* _文字節錄_:
張嵐:影片邀片這邊,我覺得剛才沙哥說的所有的素質,我們這邊也都需要,但是我覺得主要說幾點我覺得邀片的同事們需要具備的素質。第一點,他不一定像沙哥他們那麽懂電影,但他需要熱愛電影,它需要覺得為一部影片付出努力是值得的,就是他首先要對電影充滿了熱愛

其次,他需要有足夠的獲取信息的能力。因為一個影片它可能從你從imdb上查到一個聯繫方式,這是遠遠不夠的,你可能還需要翻牆呀,上個Facebook,上個YouTube,然後在上面找到導演的私人的账號,然後甭管你用什麽樣的方式,就是要上天入地把它挖出來,你要能有去追根刨底的決心,你需要有不同的渠道,你能通過一個片方聯繫到許多的影片,哪怕影片不是這家片方所有的,就是你需要渠道非常多,需要有一個開拓思路的能力。

第三這肯定是語言能力。我覺得在邀片的過程中,我們遇到很多影片片方其實要求並不是那麽高的,確實有,就是溝通容易的,可能對你的英文水準要求不是很高,你只需要那些商務對話就可以,我需要什麽、多少錢,我需要放幾場你給我做什麽,就是那些固定的詞匯來回來去堆積就可以。但有的時候真的需要有一個好的語言基礎去說服一個影片的片方,你用什麽來打動他,就是要用你的文字、你的語言來說服片方

你跟他講我們的電影節到底是怎麽樣的一個規模,你的影片到底是如何重要,你要用你文字的真情實感感動他,讓他覺得,好吧,支持這個影片在你們那放映,儘管可能得不到任何一絲的回報。小小的版權金對有些片方來說真的是微不足道的,我為什麽要把片子給你,那你只能打動他,你只能把這件事兒上升到一個高度。

放黑澤明為什麽重要,我們之前做了什麽樣的功課,你只能是想盡方法地用語言表達給對方讓他能感受到你的真情實意,這個時候片方才有可能把片子給你,所以一定要有一個很好的語言基礎。

然後最後一點,我覺得他需要有持之以恆的韌勁。不管是哪一部片子,我覺得像今年的《徒手攀岩》,是我們堅持到最後想要邀請的,我們中間從來沒有放棄,在最後展映的片單上面永遠都有《徒手攀岩》的名字,就是先放著。這個暫時解決不了,我們先放著,我們就一直放著它。

還包括《何以為家》之前也是在我們展映片單上,但是這部之前我們並沒有死追是因為它其實之前已經在別的電影節上放映過了,上影節去年就放過了,但是從質量上來說,我們還是希望能力保。像以上這兩部片子永遠掛在我們的片單上,好像不到電影節二次開票開始,我們都希望能爭取到這個影片,所以你一定要有足夠的心理素質,覺得沒問題我還能有希望,我還能堅持,我還要堅持。

* _待辦任務_:
1 - 在這段談邀片素質的文字中,提到哪一部影片是今年堅持到最後想要邀請的?
2 - 請把這段談邀片素質的文字中以「其次,他需要有足夠的獲取信息的能力」開頭的段落改寫成條列清單,保留主要內容。

* _現有資料_:
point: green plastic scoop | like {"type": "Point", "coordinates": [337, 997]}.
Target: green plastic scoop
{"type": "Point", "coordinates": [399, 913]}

* _各題解答_:
1 - 《徒手攀岩》。

2 -
- 邀片的同事需要有足夠的獲取信息的能力。
- 只從imdb上查到聯繫方式遠遠不夠,可能還要翻牆上Facebook、YouTube,找到導演的私人帳號。
- 要有追根刨底的決心,不管用什麼方式都要把聯繫方式挖出來。
- 需要有很多渠道,能通過一個片方聯繫到許多影片,哪怕影片不是這家片方所有的。
- 需要有開拓思路的能力。